- **Instructions for the task**:
Exact copy, pictures excluded: reproduce every record below.

Natural language region descriptions:
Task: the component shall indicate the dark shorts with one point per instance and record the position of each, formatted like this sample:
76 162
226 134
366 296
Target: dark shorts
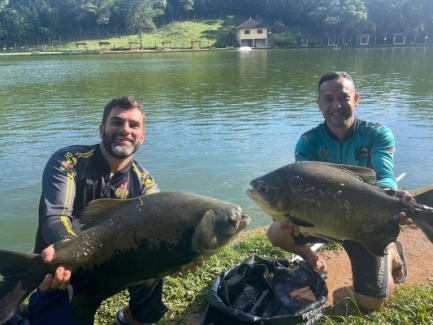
370 273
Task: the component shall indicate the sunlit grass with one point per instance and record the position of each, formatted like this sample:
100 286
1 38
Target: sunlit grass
188 296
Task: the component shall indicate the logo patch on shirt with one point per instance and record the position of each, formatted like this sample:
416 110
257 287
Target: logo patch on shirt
363 152
324 153
122 192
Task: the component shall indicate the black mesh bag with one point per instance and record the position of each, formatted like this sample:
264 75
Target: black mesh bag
266 291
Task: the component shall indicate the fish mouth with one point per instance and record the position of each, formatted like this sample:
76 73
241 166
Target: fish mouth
244 222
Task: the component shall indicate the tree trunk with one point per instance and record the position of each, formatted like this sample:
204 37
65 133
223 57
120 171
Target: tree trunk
140 35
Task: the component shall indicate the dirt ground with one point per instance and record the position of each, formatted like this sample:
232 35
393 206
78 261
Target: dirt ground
419 261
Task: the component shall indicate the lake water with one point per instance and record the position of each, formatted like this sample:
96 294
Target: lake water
215 120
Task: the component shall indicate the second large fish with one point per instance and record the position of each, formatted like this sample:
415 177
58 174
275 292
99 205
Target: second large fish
336 202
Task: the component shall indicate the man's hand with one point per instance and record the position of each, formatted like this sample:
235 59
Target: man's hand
405 197
60 279
292 229
188 268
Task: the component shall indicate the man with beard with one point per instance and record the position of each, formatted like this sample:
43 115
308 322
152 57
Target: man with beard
73 177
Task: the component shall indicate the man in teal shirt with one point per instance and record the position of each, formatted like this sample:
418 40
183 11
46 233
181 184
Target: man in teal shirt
345 139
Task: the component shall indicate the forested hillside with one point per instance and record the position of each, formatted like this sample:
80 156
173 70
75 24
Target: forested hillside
41 21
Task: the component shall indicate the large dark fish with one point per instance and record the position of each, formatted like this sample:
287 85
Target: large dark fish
337 202
126 242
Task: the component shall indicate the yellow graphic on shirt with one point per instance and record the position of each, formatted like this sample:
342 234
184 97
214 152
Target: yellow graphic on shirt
122 192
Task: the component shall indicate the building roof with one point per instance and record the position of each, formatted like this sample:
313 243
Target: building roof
251 23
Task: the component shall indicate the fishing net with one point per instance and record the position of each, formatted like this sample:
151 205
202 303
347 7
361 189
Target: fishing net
266 291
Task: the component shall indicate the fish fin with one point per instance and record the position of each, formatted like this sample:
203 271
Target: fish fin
367 175
84 307
300 222
423 195
93 214
387 235
390 192
327 238
424 220
19 280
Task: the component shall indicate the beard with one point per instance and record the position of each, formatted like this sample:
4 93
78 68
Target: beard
118 151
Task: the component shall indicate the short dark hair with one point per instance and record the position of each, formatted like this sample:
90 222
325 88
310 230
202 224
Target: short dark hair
332 75
125 102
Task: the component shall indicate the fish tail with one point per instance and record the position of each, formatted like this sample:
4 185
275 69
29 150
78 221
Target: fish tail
19 280
424 220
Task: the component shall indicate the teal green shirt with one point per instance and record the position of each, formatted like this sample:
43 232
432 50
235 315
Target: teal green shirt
367 144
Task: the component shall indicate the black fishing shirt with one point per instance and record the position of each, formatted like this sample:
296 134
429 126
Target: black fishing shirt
72 178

- **Response**:
Task: the component shall indicate the dark shorts with one point per instance and record the position of each, formatted like this sample:
76 162
226 134
366 296
Target: dark shorts
370 273
Task: the component shall indicate the sunlit grass with one point per instance and record the position of each, formatted like this sample:
100 286
1 38
Target: sunlit grass
188 296
Task: the component shall indicate the logo patch on shirt with one point per instance and record the position of each, formatted like this sample:
416 110
257 287
Target: logo patch on shirt
363 152
324 153
122 192
Task: the component shall indicate the black mesh bag with one point per instance and record the position of each, formatted like this sample:
264 75
Target: black mesh bag
266 291
Task: the component shall indicate the fish mouth with one point per instance and record the position of each, formatted like this sample:
76 73
241 166
Target: fish mouth
244 222
Task: the component shall indicate the tree trunk with one point per instance and record the position of each, formatted like this sample:
204 37
65 133
223 57
120 171
Target: tree trunk
140 35
Task: the component shall indicate the dirt ground with one point per instance and record the position of each, formatted like this sample:
232 35
393 206
78 261
Target: dirt ground
419 261
Task: the component shall indicate the lake water with one point per instance and record the position of each, formatted like this sample:
96 294
Target: lake water
215 120
Task: the component shall indicate the second large fish with one point per instance and record the position of each, formatted like this sample:
415 177
58 174
275 292
99 205
Target: second large fish
336 202
Task: the component shall indicate the man's hand with one point per instance and record the position of each, formatted like this sample:
235 59
Target: man's hand
405 197
60 279
292 229
188 268
Task: the component shall indicate the man with beard with one point per instance and record the position of each, formatted like this sample:
43 115
308 322
152 57
Target: man with beard
73 177
Task: the component shall indicate the man in teal shirt with one point per instance and record the position of each, formatted like this sample:
418 40
183 11
46 233
181 184
Target: man in teal shirt
345 139
Task: the component shall indicate the forested hillside with one point per instance and record the position of each, formatted like this sample:
80 156
173 70
75 24
Target: forested hillside
41 21
Task: the component shall indicate the large dark fish with one point per instance and record the position of each, formatted like this sample:
287 85
Target: large dark fish
337 202
126 242
Task: the component shall indicate the yellow graphic on shirt with one point per instance and record the position of each, formatted like this sample:
342 234
184 97
214 152
Target: yellow graphic on shirt
122 192
Task: the component shall indicate the building roof with one point per instance and record the position of each, formatted like this sample:
313 243
Target: building roof
251 23
Task: the component shall indicate the fishing net with one point per instance and record the position of each, formatted like this sample:
151 205
202 303
347 7
361 189
Target: fishing net
266 291
Task: the component shall indicate the fish fin with one point per instance and record the position of each, formatted like this sample:
203 271
Target: fish fin
367 175
84 307
300 222
423 195
93 214
387 235
390 192
327 238
424 220
19 280
Task: the component shall indicate the beard with one point per instance and record the position of each, formatted like this sample:
4 93
78 68
Target: beard
118 151
Task: the component shall indicate the short dark hair with one point per instance and record the position of each, formatted like this sample:
90 222
325 88
310 230
202 224
Target: short dark hair
332 75
125 102
Task: the component shall indicate the fish tail with one point per instance and record the position of each, formatted like this sample:
4 185
275 69
29 150
78 221
Target: fish tail
19 280
424 220
Task: the component shall indicate the teal green shirt with one point per instance and record the position of each, formatted like this sample:
43 232
432 50
235 315
Target: teal green shirt
367 144
Task: the component shall indicate the black fishing shirt with one point per instance and record the position of each, formatted like this sample:
296 134
429 126
Target: black fishing shirt
72 178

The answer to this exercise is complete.